• WHAT THE TASK REQUIRES
Copy the following lines without changes, starting at the line that contains "Return one point per instance of the pink" and ending after the line that contains "[(55, 125)]".

* START EXTRACTED ENTRIES *

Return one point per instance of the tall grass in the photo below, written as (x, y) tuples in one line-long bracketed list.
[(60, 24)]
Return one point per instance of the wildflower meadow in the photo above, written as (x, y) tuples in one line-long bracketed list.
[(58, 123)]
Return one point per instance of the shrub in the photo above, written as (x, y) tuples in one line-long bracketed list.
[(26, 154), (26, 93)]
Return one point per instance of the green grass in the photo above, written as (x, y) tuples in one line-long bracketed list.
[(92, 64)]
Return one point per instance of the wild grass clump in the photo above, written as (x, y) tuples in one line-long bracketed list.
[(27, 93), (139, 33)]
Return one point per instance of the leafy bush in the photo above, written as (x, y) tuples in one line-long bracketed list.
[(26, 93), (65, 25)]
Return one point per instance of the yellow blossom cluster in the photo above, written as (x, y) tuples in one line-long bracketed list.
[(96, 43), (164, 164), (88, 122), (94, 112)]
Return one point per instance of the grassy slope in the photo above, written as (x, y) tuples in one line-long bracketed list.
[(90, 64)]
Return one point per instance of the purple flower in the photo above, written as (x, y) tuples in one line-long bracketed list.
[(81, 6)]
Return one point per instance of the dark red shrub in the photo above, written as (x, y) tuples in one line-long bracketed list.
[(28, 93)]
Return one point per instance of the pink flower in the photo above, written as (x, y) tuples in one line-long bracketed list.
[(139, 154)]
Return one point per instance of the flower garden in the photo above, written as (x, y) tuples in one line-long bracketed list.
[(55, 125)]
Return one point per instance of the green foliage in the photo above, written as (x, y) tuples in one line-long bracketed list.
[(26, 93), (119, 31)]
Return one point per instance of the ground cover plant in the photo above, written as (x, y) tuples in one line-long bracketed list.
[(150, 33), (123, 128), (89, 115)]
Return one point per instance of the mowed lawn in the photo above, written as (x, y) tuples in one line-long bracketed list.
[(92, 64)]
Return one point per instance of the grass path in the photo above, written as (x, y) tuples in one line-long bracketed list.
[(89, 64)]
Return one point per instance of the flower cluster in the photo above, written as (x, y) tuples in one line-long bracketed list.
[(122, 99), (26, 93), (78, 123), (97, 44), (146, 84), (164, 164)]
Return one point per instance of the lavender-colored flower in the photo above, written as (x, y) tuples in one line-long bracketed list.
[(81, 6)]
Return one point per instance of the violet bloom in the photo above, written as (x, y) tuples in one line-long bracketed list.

* END EXTRACTED ENTRIES *

• THE REPLY
Return one point per instance of the pink flower in the photo above, written as (x, y) tuples in one line-long bracketed list.
[(139, 154)]
Return one point per instance of the flower garden in the photo above, written as (x, y) tuples in one line-long bracketed list.
[(55, 125)]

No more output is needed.